### [What to produce]
Rewrite all the records below, switching every "wildlife tally" to "parking survey" and leaving everything else unchanged.
--- START OF Excerpted data ---
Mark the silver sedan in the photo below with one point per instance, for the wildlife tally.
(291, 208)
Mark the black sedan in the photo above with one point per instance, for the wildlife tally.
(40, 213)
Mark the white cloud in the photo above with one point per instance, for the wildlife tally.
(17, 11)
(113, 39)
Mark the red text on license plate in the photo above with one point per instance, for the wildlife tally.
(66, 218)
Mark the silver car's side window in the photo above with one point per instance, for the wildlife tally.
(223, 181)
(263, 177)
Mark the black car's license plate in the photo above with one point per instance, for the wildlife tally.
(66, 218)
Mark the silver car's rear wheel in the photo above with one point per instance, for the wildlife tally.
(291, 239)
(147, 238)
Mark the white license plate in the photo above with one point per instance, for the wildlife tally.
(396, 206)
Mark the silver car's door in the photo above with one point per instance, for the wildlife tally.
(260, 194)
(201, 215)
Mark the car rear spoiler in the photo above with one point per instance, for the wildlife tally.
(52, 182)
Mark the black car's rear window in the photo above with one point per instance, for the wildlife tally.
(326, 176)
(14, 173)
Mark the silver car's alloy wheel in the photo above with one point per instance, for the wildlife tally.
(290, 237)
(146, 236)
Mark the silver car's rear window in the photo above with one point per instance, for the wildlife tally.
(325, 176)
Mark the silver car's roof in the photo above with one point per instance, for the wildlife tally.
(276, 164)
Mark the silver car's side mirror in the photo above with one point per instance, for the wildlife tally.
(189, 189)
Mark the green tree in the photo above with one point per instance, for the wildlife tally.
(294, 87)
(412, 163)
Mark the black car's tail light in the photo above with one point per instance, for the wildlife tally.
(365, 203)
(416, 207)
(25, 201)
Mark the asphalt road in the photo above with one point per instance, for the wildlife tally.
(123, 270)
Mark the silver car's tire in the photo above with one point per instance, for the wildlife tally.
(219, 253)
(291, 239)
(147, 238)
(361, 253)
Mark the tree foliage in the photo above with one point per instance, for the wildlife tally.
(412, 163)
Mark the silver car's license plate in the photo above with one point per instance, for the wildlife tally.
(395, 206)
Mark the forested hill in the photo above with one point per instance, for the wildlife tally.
--- END OF Excerpted data ---
### [The answer]
Mark the silver sedan in the photo below with one point per instance, for the parking survey.
(291, 208)
Mark the black sedan in the photo above with one point per instance, for the parking survey.
(40, 213)
Mark the white cloud in the photo above with one point per instance, for the parking survey.
(17, 11)
(113, 39)
Mark the red text on license plate in the photo above with one point per instance, for the parking survey.
(66, 218)
Mark the silver car's side window in the photo above with one point per instance, for the parking survey.
(223, 181)
(263, 177)
Mark the black car's license plate in the photo above with one point per instance, for the parking survey.
(66, 218)
Mark the silver car's rear wheel in the photo above with one point per instance, for the parking survey.
(291, 239)
(147, 238)
Mark the white license plate in the photo above with one point per instance, for the parking survey.
(396, 206)
Mark the silver car's door in the photo above with one point per instance, for the parking survey.
(260, 194)
(201, 215)
Mark the car rear spoiler in the photo above with one point per instance, for the parking survey.
(52, 182)
Mark the black car's rear window in the photo above with one point per instance, for the parking survey.
(326, 176)
(14, 173)
Mark the silver car's alloy wheel in the photo above with one point per instance, for the parking survey.
(290, 237)
(146, 236)
Mark the silver car's rear window in the photo above with one point per instance, for the parking survey.
(325, 176)
Mark the silver car's roof in the photo above with one point per instance, for the parking survey.
(276, 164)
Mark the silver car's side mirror in the photo above with one point per instance, for the parking survey.
(189, 189)
Mark the green tree in the photo above with one point per instance, for the parking survey.
(294, 87)
(412, 163)
Mark the black car's tail light in the photo above with one point per instance, for the parking survey.
(365, 203)
(416, 207)
(25, 201)
Mark the asphalt road in the photo above with one point per instance, for the parking survey.
(123, 270)
Mark the silver car's tire in the photo above with one point per instance, for the parking survey.
(219, 253)
(291, 239)
(147, 238)
(361, 253)
Mark the tree foliage in the photo above with one point per instance, for the parking survey.
(412, 163)
Mark the silver car's license plate in the photo above with one point per instance, for the parking survey.
(395, 206)
Mark the forested hill in the photo above with one point per instance, for the parking survey.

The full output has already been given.